Problem
Repeat every line of the rows below, requests included, shifting each x and y point coordinate in the answers up by 127. Leave the pictures out.

Data items:
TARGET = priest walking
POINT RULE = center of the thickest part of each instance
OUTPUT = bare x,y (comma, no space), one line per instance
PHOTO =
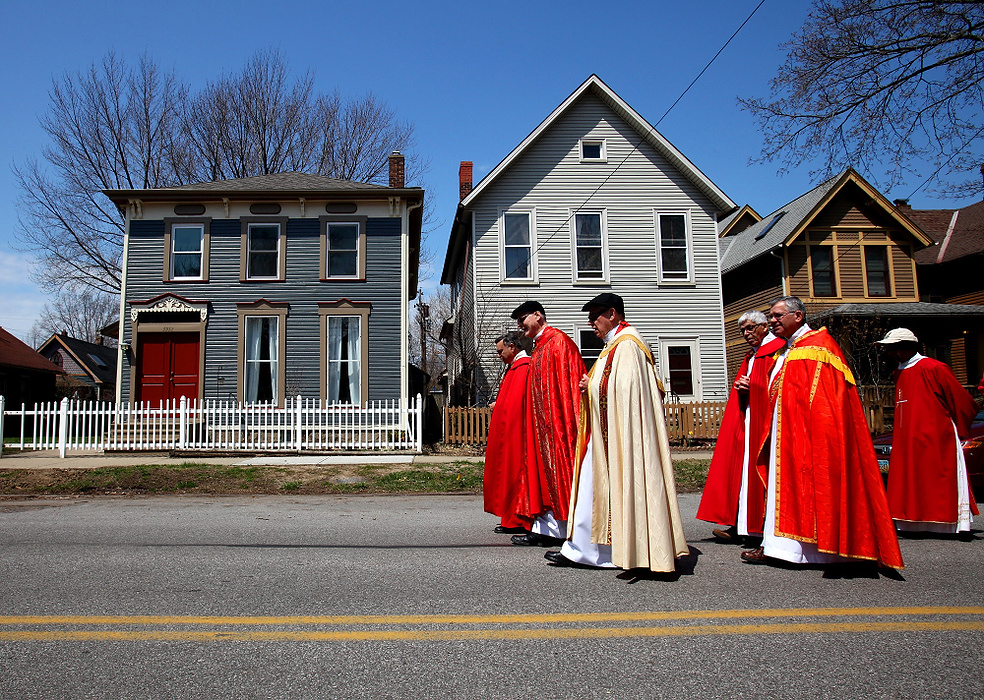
553,407
624,510
928,487
826,501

Result
TARGET = priest walking
POINT RULE = center of the thickest part of each instance
OUTPUT = bare x,y (comma, no space), one line per instance
PHOTO =
680,534
751,637
1055,614
953,628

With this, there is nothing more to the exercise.